- [Exercise description]: Copy the records from the line containing "One keypoint belongs to every instance. Tag the black t-shirt" through the end of the records, inclusive, swapping "Tag" for "Mark" and leaving everything else unchanged.

- [Entries shown]:
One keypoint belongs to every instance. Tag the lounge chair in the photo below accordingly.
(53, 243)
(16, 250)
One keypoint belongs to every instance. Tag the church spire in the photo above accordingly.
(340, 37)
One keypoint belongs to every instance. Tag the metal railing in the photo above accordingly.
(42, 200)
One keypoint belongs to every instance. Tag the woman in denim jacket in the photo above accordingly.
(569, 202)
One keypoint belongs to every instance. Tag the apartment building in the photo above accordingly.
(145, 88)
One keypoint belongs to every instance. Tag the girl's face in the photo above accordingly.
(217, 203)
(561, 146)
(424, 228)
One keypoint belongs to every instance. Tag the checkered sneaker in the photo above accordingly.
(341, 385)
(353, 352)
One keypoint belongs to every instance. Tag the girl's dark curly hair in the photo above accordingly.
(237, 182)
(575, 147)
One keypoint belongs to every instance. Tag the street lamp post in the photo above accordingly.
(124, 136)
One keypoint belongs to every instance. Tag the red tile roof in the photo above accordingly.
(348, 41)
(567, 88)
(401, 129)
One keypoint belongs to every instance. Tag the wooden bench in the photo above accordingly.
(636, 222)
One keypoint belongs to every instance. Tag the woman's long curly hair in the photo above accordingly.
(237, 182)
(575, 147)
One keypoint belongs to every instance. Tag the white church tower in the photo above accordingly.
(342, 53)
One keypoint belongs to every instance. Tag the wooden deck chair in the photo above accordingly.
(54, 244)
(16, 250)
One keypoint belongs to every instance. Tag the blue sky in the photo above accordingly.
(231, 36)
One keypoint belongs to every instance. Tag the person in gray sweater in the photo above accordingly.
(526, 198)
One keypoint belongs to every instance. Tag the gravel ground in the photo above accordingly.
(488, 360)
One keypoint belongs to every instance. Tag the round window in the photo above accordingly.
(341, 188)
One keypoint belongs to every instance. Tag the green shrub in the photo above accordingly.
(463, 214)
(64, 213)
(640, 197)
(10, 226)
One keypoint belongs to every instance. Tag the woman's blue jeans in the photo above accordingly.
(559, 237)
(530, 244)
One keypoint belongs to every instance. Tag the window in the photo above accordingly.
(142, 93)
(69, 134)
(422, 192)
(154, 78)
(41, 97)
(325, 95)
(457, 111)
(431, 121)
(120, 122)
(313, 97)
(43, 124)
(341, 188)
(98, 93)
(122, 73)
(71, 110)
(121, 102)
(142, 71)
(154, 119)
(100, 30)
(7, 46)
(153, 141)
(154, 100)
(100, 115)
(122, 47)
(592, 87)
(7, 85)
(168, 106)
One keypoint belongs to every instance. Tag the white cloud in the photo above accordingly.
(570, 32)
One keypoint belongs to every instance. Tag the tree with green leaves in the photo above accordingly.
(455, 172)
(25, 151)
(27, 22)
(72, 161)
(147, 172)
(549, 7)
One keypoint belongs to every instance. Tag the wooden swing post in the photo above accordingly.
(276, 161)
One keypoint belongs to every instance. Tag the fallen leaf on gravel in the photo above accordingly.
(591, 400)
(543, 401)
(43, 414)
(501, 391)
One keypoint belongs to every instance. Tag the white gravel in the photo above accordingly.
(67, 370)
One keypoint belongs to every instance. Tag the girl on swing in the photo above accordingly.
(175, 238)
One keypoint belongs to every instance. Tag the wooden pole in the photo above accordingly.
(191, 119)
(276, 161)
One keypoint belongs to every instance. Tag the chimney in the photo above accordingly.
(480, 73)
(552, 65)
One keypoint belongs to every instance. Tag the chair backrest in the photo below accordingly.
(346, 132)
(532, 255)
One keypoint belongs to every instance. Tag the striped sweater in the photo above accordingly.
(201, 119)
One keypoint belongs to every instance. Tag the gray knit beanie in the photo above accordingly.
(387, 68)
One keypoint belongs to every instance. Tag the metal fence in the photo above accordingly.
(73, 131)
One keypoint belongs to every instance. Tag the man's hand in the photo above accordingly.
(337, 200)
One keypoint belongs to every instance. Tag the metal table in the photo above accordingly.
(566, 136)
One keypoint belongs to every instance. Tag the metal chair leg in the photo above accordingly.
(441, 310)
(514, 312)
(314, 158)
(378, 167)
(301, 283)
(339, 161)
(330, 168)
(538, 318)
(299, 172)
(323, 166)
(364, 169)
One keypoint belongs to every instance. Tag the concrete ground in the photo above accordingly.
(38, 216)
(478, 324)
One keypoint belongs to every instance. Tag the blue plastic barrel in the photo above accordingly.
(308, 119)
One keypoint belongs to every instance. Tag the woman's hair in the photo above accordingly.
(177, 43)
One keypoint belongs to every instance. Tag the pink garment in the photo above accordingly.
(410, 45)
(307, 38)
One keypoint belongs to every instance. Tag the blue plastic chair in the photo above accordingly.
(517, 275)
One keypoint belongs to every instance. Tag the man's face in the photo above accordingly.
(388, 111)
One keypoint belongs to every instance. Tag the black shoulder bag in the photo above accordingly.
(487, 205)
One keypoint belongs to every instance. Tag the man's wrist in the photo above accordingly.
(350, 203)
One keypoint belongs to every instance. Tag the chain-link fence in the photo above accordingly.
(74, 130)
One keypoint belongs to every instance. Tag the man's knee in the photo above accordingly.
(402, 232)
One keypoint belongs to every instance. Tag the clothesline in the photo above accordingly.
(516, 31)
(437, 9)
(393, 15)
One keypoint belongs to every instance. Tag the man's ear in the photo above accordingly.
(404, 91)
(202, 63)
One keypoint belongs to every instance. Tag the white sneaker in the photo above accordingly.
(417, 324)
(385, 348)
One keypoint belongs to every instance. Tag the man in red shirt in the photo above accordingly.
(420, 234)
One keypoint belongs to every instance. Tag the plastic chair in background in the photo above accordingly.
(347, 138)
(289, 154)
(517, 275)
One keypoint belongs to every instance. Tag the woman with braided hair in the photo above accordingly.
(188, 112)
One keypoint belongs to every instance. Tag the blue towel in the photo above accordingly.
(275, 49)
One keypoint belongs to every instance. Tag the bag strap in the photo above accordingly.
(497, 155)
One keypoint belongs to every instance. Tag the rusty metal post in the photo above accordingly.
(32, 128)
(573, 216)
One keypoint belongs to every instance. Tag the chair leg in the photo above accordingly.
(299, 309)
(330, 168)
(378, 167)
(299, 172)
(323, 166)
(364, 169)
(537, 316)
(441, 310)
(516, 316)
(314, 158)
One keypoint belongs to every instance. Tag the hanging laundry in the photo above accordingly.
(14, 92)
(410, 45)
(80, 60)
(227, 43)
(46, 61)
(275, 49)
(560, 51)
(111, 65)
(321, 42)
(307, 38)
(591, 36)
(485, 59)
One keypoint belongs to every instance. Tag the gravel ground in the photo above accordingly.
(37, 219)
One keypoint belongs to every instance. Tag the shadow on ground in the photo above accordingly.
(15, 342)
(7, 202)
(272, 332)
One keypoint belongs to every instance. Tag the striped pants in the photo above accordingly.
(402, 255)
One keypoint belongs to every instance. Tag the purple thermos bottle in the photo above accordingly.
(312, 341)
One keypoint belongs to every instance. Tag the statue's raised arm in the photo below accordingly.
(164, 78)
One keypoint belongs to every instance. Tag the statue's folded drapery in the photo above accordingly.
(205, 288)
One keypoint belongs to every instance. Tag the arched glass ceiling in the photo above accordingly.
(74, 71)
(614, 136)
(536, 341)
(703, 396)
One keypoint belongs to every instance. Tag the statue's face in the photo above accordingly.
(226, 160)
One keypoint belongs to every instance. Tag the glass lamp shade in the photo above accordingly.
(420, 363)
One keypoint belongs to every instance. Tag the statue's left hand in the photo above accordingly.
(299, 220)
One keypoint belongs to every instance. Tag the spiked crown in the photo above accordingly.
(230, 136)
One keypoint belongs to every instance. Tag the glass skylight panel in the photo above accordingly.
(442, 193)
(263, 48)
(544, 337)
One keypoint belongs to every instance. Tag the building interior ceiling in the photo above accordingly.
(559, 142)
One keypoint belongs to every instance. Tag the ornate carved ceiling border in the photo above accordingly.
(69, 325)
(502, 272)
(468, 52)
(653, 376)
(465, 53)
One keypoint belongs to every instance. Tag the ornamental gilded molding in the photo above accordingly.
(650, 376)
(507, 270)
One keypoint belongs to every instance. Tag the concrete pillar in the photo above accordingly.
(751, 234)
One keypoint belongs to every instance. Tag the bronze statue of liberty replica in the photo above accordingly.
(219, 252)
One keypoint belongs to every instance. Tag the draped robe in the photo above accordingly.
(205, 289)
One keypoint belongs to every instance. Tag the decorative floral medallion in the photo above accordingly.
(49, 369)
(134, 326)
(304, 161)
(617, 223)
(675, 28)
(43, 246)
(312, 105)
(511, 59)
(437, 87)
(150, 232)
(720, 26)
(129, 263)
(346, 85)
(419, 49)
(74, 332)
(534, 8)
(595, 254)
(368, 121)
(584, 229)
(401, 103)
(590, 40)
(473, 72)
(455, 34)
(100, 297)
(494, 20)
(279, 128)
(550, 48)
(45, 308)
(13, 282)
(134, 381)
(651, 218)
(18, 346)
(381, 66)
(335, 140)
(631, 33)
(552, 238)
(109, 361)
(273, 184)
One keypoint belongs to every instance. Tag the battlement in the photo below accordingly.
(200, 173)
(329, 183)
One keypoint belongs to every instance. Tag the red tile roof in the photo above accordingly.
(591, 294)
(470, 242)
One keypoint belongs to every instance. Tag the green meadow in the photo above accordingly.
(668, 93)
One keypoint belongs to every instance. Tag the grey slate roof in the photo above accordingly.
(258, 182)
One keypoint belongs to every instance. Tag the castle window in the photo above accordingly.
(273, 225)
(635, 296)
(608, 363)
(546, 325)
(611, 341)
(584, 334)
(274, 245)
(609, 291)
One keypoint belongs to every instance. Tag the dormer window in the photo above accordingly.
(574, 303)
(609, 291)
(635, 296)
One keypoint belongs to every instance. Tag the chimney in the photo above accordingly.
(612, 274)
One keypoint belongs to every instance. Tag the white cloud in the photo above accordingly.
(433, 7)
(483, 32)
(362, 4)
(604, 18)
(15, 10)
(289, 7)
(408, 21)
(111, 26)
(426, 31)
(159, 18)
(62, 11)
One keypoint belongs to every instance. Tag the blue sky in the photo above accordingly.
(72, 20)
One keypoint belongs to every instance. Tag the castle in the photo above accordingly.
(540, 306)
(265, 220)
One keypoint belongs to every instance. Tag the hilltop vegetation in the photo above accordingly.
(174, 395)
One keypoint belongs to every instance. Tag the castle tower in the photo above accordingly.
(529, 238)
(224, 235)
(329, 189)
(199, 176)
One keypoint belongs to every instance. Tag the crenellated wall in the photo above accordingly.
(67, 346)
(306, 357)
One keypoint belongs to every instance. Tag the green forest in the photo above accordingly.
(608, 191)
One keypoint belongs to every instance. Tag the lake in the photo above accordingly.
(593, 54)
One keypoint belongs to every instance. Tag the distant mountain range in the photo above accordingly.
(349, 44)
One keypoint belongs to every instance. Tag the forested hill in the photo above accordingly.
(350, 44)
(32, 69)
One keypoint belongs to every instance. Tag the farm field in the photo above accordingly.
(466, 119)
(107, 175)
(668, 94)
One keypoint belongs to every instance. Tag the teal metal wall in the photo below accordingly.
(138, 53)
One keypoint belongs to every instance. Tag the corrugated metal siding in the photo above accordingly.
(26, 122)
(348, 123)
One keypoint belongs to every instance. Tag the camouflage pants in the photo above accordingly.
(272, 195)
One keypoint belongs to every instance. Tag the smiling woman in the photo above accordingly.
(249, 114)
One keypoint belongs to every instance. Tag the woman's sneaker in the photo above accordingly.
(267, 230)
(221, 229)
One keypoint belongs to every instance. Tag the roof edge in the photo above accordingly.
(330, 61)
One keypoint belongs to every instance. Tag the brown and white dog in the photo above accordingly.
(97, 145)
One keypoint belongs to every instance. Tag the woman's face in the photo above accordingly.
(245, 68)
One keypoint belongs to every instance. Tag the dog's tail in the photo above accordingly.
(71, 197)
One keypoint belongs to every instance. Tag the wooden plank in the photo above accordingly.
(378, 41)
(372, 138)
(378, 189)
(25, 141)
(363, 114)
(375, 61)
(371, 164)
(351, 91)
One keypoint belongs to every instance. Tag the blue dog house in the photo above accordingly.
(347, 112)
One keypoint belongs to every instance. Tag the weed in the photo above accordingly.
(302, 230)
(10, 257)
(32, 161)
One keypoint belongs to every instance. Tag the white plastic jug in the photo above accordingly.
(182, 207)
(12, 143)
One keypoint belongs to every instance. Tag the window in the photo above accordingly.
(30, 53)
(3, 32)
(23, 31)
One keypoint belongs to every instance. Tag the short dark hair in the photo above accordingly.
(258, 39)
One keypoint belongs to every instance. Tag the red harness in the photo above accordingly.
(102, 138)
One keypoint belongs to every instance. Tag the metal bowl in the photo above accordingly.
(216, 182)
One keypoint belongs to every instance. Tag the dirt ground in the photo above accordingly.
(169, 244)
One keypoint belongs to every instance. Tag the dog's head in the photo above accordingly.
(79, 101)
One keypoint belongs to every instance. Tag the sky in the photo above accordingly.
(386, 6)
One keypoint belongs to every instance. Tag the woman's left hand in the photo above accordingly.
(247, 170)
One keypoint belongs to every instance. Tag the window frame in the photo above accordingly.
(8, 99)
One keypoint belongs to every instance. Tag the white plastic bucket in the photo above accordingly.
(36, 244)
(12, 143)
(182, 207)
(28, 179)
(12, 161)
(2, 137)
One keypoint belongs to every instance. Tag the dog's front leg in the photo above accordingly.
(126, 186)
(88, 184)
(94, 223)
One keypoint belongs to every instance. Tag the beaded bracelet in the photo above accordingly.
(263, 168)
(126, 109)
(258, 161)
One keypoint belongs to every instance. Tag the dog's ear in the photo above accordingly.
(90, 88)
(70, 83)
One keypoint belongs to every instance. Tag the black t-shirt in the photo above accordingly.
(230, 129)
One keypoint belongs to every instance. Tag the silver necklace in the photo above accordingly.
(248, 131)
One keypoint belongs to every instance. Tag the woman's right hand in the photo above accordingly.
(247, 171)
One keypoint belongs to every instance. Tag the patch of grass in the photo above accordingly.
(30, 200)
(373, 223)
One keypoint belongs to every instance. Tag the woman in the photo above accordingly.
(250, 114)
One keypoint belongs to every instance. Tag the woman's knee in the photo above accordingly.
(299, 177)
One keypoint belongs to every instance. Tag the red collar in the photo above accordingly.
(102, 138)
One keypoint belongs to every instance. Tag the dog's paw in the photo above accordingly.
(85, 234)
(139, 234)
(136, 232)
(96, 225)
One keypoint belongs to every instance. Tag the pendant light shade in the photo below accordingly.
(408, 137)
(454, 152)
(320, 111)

- [Answer for the task]:
One keypoint belongs to every instance. Mark the black t-shirt in the photo above accordingly.
(230, 129)
One keypoint belongs to every instance. Mark the silver necklace in the photo above accordingly.
(248, 131)
One keypoint belongs to every instance. Mark the woman's right hand in the photo above accordingly.
(247, 171)
One keypoint belongs to every instance. Mark the patch of grass in the photo above accordingly.
(30, 200)
(373, 223)
One keypoint belongs to every instance. Mark the woman in the photo above accordingly.
(250, 114)
One keypoint belongs to every instance. Mark the woman's knee in the photo above accordingly.
(299, 177)
One keypoint belongs to every instance. Mark the red collar in the photo above accordingly.
(102, 138)
One keypoint belongs to every instance. Mark the dog's paw in the photo above accordingly.
(85, 234)
(139, 234)
(136, 232)
(96, 225)
One keypoint belongs to every instance. Mark the pendant light shade in the photo below accordingly.
(408, 137)
(454, 152)
(320, 111)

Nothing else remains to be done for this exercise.